Dataset items on object locations:
>> Start

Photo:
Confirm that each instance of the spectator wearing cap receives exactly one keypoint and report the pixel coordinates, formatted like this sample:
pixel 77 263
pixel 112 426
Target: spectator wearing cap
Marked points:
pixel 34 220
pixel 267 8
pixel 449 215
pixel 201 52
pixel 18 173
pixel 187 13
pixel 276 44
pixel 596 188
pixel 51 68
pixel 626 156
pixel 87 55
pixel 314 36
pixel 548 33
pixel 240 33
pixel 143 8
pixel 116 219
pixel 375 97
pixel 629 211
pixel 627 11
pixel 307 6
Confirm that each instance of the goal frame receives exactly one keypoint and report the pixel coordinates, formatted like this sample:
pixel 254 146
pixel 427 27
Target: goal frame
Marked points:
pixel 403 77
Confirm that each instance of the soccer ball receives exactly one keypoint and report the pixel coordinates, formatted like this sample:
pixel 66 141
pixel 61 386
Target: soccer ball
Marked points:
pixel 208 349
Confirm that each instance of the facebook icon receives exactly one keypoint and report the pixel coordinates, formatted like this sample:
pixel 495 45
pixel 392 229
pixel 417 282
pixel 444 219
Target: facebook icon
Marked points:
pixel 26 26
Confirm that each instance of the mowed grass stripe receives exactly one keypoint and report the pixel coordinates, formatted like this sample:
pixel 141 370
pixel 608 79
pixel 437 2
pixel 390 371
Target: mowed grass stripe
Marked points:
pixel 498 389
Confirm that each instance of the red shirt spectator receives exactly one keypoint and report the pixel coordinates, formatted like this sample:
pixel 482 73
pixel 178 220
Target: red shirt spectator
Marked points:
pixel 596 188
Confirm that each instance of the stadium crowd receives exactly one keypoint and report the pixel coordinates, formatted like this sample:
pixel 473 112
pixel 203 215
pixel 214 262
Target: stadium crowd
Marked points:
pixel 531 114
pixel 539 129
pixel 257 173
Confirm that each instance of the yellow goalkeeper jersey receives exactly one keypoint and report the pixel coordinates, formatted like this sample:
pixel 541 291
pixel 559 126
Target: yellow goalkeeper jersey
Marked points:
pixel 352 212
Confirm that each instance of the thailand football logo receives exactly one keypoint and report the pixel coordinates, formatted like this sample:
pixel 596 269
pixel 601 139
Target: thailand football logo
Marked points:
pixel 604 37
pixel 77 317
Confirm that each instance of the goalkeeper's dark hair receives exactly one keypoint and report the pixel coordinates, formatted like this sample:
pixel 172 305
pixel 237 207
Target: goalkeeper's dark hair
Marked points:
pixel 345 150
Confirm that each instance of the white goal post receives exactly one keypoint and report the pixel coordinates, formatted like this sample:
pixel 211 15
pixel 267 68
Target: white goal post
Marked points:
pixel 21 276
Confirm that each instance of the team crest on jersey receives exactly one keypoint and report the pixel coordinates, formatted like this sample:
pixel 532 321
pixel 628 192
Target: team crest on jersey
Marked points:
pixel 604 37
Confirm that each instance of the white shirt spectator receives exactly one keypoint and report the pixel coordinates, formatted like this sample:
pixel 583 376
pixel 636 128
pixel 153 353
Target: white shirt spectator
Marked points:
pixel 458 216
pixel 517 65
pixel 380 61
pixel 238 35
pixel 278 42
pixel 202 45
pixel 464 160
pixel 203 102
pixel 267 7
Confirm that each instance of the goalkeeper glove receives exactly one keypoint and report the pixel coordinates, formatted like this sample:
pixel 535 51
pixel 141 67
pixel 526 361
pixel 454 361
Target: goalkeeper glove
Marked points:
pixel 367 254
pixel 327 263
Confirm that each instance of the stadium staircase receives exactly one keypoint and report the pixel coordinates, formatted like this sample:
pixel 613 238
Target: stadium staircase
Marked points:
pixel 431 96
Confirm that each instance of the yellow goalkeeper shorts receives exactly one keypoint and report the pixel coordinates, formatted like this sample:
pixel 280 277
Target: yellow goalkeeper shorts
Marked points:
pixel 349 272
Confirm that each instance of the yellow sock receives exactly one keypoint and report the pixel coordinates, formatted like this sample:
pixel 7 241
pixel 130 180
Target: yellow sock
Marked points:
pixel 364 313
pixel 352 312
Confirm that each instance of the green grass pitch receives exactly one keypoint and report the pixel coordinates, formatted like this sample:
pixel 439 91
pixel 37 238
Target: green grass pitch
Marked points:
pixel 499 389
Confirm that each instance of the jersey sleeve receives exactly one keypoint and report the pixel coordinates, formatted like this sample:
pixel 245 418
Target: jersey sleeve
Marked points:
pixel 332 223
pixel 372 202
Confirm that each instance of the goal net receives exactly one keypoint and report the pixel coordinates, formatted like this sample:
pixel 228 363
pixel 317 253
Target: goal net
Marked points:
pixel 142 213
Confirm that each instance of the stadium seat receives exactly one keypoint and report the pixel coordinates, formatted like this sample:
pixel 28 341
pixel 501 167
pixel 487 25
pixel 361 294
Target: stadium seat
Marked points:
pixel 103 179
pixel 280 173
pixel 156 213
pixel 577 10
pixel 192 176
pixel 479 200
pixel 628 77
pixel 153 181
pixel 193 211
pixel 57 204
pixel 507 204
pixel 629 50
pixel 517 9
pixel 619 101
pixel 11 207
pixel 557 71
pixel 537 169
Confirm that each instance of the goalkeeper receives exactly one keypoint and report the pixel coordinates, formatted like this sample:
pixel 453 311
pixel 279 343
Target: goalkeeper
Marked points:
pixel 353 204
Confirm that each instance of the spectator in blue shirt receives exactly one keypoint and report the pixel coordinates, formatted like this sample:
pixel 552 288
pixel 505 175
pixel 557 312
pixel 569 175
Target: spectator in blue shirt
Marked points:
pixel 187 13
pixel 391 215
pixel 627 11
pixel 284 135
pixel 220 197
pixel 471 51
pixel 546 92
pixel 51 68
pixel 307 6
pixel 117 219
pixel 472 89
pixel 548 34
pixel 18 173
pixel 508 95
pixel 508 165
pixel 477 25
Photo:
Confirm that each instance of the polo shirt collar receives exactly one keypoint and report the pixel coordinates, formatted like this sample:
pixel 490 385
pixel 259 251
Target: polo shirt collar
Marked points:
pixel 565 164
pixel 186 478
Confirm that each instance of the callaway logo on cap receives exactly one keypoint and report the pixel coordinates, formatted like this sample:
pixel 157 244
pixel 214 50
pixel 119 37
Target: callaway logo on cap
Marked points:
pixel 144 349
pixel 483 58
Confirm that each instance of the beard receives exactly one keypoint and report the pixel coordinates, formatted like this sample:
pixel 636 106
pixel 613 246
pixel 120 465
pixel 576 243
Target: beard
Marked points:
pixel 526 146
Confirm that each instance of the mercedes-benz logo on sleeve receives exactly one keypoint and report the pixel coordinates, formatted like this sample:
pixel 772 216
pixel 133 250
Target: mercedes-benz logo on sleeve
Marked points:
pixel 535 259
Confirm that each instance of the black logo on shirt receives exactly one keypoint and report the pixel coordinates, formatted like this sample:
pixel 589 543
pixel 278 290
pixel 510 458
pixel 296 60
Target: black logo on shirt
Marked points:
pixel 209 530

>> End

Copy every item above word for word, without changing anything.

Photo:
Confirm that each instance of the spectator wearing cap receives exactly one keypoint and report the pixel coordinates, formatted like this sample:
pixel 77 263
pixel 112 426
Target: spectator wearing cap
Marked points:
pixel 34 220
pixel 267 8
pixel 449 215
pixel 201 52
pixel 18 173
pixel 187 13
pixel 276 44
pixel 596 188
pixel 51 68
pixel 626 156
pixel 87 55
pixel 314 36
pixel 548 33
pixel 240 33
pixel 143 8
pixel 116 219
pixel 375 97
pixel 629 211
pixel 627 11
pixel 307 6
Confirm that each instance of the goal frame receives exactly one keypoint and report the pixel coordinates, formatted like this sample:
pixel 254 146
pixel 427 27
Target: goal frame
Marked points:
pixel 403 77
Confirm that each instance of the soccer ball receives exactly one keypoint and report the pixel coordinates, formatted like this sample:
pixel 66 141
pixel 61 386
Target: soccer ball
Marked points:
pixel 208 349
Confirm that each instance of the facebook icon receives exactly one keypoint and report the pixel coordinates, formatted like this sample:
pixel 495 45
pixel 392 229
pixel 417 282
pixel 444 219
Target: facebook icon
Marked points:
pixel 26 26
Confirm that each instance of the mowed grass stripe receives exactly one keypoint and report the pixel coordinates, formatted like this sample:
pixel 141 370
pixel 608 79
pixel 437 2
pixel 390 371
Target: mowed grass stripe
Marked points:
pixel 498 389
Confirm that each instance of the red shirt spectator receives exactly one keypoint and report the pixel coordinates, formatted like this sample:
pixel 482 73
pixel 178 220
Target: red shirt spectator
Marked points:
pixel 596 188
Confirm that each instance of the stadium crowd receives exactly one keypoint and report the pixel coordinates, formatted like this sample:
pixel 473 112
pixel 203 215
pixel 214 262
Target: stadium crowd
Marked points:
pixel 531 114
pixel 539 129
pixel 257 173
Confirm that each instance of the yellow goalkeeper jersey receives exactly one keypoint and report the pixel coordinates, formatted like this sample:
pixel 541 291
pixel 559 126
Target: yellow goalkeeper jersey
Marked points:
pixel 352 212
Confirm that each instance of the thailand football logo receives exactly one keypoint and report the pixel coordinates, formatted like this sample:
pixel 596 269
pixel 601 139
Target: thailand football logo
Marked points:
pixel 604 37
pixel 77 317
Confirm that each instance of the goalkeeper's dark hair receives exactly one keypoint and report the pixel coordinates, formatted like this sample:
pixel 172 305
pixel 237 207
Target: goalkeeper's dark hair
Marked points:
pixel 345 150
Confirm that each instance of the white goal post receives exactly one keypoint and report the pixel coordinates, formatted like this sample:
pixel 211 15
pixel 267 68
Target: white goal post
Marked points:
pixel 21 276
Confirm that each instance of the team crest on jersey receives exactly one keypoint and report the pixel coordinates, formatted like this sample:
pixel 532 321
pixel 628 192
Target: team crest on jersey
Marked points:
pixel 604 37
Confirm that each instance of the white shirt spectator receives exactly one keypoint and report the pixel coordinates, formatted like this sample:
pixel 583 376
pixel 636 128
pixel 153 353
Target: white shirt spectator
Marked points:
pixel 458 216
pixel 517 65
pixel 380 61
pixel 238 35
pixel 278 42
pixel 202 45
pixel 464 160
pixel 203 102
pixel 267 7
Confirm that each instance of the goalkeeper glove receives exactly one keypoint and report the pixel coordinates, formatted like this sample:
pixel 535 51
pixel 141 67
pixel 526 361
pixel 454 361
Target: goalkeeper glove
Marked points:
pixel 367 254
pixel 327 263
Confirm that each instance of the stadium staircase receives exactly one keypoint and report the pixel coordinates, formatted like this sample:
pixel 613 238
Target: stadium staircase
Marked points:
pixel 431 96
Confirm that each instance of the yellow goalkeeper shorts receives exactly one keypoint and report the pixel coordinates, formatted like this sample:
pixel 280 277
Target: yellow goalkeeper shorts
Marked points:
pixel 349 272
Confirm that each instance of the yellow sock receives exactly one keypoint and report the pixel coordinates, formatted like this sample:
pixel 7 241
pixel 130 180
Target: yellow sock
Marked points:
pixel 364 313
pixel 352 312
Confirm that each instance of the green grass pitch receives exactly one keypoint and report the pixel coordinates, formatted like this sample:
pixel 439 91
pixel 37 238
Target: green grass pitch
Marked points:
pixel 499 389
Confirm that each instance of the jersey sleeve receives exactly one keypoint and report the pixel coordinates, formatted like this sample:
pixel 245 418
Target: jersey sleeve
Marked points:
pixel 332 223
pixel 372 202
Confirm that each instance of the goal net receives exactly one keypoint and report the pixel coordinates, formatted like this sample:
pixel 228 363
pixel 317 253
Target: goal net
Marked points:
pixel 142 213
Confirm that each instance of the stadium seat receives exactly one keypoint and report the pixel coordinates, formatted like this sample:
pixel 28 341
pixel 501 167
pixel 487 25
pixel 361 294
Target: stadium seat
Marked points:
pixel 103 179
pixel 280 173
pixel 156 213
pixel 577 10
pixel 192 176
pixel 479 200
pixel 628 77
pixel 153 181
pixel 193 211
pixel 57 204
pixel 507 204
pixel 629 50
pixel 517 9
pixel 619 101
pixel 11 207
pixel 557 71
pixel 537 169
Confirm that each instance of the goalkeeper receives exactly one keypoint and report the pixel coordinates, formatted like this sample:
pixel 453 311
pixel 279 343
Target: goalkeeper
Marked points:
pixel 353 204
Confirm that each instance of the spectator in blue shirt receives exactly one keypoint and report the pixel coordinates, formatted like this sample:
pixel 552 288
pixel 505 175
pixel 557 312
pixel 569 175
Target: spectator in blue shirt
Marked points:
pixel 187 13
pixel 391 215
pixel 627 11
pixel 284 135
pixel 220 197
pixel 471 51
pixel 546 92
pixel 51 68
pixel 307 6
pixel 117 219
pixel 472 89
pixel 548 34
pixel 18 173
pixel 508 95
pixel 508 165
pixel 477 25
Photo:
Confirm that each instance of the polo shirt collar receives exactly one keypoint and report the pixel coordinates, formatted like this sample:
pixel 490 385
pixel 259 251
Target: polo shirt collar
Marked points:
pixel 565 164
pixel 186 478
Confirm that each instance of the callaway logo on cap receives exactly one keypoint and report the pixel coordinates, formatted like this sample:
pixel 157 244
pixel 214 50
pixel 119 37
Target: callaway logo on cap
Marked points:
pixel 144 349
pixel 483 58
Confirm that each instance of the beard receives exactly one keypoint and report the pixel coordinates, formatted like this sample:
pixel 636 106
pixel 613 246
pixel 120 465
pixel 576 243
Target: beard
Marked points:
pixel 526 146
Confirm that each instance of the mercedes-benz logo on sleeve receives exactly one keypoint and report the pixel coordinates, formatted like this sample:
pixel 772 216
pixel 133 250
Target: mercedes-benz logo on sleeve
Marked points:
pixel 535 259
Confirm that each instance of the black logo on shirt receives exactly one keypoint and report the pixel coordinates, formatted like this sample:
pixel 589 543
pixel 278 290
pixel 510 458
pixel 296 60
Target: black logo on shirt
Marked points:
pixel 209 530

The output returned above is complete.